• [Document segment]:

☆ ☆ ☆ ☆

In the old days, the lines between these categories seemed pretty clear and we rarely even thought of them in the same terms. They were created and managed in different ways, by different people, at different times. Some were established as part of a process, others in a more ad-hoc way. Some took place by walking around with a CD, others via a console, others via a centralized repository. Some of these relationships were inventoried in spreadsheets, others on white boards, some in CMDBs, others just in code and in someone’s head. Some involved senior IT staff, others were up to developers and others were left to whoever was manning the controls when stuff broke.

It was a bit like the relationships you have with the taxi that takes you to the airport, the TSA agent who scans you and the pilot who flies you to your destination. You know they are all involved in your travel, but they are very distinct in how you experience and approach them.

☆ ☆ ☆ ☆

(Records taken from a collection)
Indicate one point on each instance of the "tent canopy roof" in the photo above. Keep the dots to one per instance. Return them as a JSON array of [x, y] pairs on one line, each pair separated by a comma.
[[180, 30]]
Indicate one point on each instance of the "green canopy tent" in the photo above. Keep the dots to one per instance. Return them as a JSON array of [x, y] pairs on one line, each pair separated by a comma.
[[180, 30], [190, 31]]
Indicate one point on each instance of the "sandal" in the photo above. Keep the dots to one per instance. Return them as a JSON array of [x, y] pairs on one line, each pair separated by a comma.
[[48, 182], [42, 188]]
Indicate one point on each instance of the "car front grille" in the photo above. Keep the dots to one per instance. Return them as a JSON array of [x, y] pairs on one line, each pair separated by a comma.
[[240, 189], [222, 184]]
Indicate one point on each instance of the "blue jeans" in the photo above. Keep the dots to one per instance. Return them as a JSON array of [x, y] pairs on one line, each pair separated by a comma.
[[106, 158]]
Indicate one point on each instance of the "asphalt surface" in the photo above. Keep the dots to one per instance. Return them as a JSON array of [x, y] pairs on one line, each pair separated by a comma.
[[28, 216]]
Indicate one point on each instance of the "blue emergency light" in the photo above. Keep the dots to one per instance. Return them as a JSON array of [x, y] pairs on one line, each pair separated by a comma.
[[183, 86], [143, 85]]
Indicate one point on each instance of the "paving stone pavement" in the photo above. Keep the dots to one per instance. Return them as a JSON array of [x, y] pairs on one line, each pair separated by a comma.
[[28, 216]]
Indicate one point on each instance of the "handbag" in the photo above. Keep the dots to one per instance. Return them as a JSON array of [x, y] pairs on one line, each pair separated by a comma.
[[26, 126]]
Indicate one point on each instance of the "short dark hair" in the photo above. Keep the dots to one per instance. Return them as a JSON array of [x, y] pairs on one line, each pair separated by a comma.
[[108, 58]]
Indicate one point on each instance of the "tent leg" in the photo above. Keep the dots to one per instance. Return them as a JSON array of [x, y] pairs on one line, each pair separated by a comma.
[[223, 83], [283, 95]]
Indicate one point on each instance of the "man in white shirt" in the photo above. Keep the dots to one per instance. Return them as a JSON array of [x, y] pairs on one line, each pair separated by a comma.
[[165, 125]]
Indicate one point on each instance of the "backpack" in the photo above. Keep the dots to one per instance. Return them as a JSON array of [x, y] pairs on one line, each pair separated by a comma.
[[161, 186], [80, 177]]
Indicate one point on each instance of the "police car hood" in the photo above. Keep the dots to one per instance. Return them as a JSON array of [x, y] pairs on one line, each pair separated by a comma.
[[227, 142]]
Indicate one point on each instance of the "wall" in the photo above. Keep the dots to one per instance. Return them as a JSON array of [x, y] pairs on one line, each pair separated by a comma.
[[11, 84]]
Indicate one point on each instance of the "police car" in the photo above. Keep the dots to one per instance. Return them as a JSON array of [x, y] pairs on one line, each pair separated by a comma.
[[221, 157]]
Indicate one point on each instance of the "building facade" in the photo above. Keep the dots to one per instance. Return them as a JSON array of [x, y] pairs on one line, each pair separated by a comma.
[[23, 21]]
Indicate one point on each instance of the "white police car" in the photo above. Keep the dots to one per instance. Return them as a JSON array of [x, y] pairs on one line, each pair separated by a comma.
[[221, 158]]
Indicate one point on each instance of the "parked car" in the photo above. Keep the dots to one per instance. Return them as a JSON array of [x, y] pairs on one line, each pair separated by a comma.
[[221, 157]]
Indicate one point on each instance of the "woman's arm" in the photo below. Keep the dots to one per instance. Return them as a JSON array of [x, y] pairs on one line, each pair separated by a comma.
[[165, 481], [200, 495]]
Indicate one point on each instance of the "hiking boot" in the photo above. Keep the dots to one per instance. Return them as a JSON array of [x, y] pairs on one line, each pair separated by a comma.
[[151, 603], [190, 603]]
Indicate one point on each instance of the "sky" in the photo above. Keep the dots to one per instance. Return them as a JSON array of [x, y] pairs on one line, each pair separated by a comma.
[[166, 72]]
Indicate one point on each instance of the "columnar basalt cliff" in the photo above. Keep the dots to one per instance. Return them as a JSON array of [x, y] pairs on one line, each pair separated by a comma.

☆ ☆ ☆ ☆

• [Written instruction 1]:
According to the passage on how IT relationships used to be handled, where were some of these relationships inventoried?
• [Written instruction 2]:
Carry the passage on how IT relationships used to be handled forward from the point where it stops.
The records have no role in this work.

• [Right answer 1]:
In spreadsheets, on white boards, in CMDBs, and in code or in someone's head.

• [Right answer 2]:
It all changes with the Cloud (used as a short hand for virtualization, management automation, on-demand provisioning, 3rd-party hosting, metered usage, etc…). The advent of the hypervisor is the most obvious source of change: relationships that were mostly static become dynamic; also, where you used to manage just the parts (the host and the OS, often even mixed as one), you now manage not just the parts but the relationship between them (the deployment of a VM in a hypervisor). But it’s not just hypervisors. It’s frameworks, APIs, models, protocols, tools. Put them all together and you realize that:

  • the IT resources involved in all three categories of relationships can all be thought of as services being consumed (an “X86+ethernet emulation” service exposed by the hypervisor, a “JEE-compatible platform” service exposed by the application server, an “RDB service” expose by the database, a Web services exposed via SOAP or XML/JSON over HTTP, etc…),
  • they can also be set up as services, by simply sending a request to the API of the service provider,
  • not only can they be set up as services, they are also invoked as such, via well-documented (and often standard) interfaces,
  • they can also all be managed in a similar service-centric way, via performance metrics, SLAs, policies, etc,
  • your orchestration code may have to deal with all three categories, (e.g. an application slowdown might be addressed either by modifying its application dependencies, reconfiguring its infrastructure or initiating a new deployment),
  • the relationships in all these categories now have the potential to cross organization boundaries and involve external providers, possibly with usage-based billing,
  • as a result of all this, your IT automation system really needs a simple, consistent, standard way to handle all these relationships. Automation works best when you’ve simplified and standardize the environment to which it is applied.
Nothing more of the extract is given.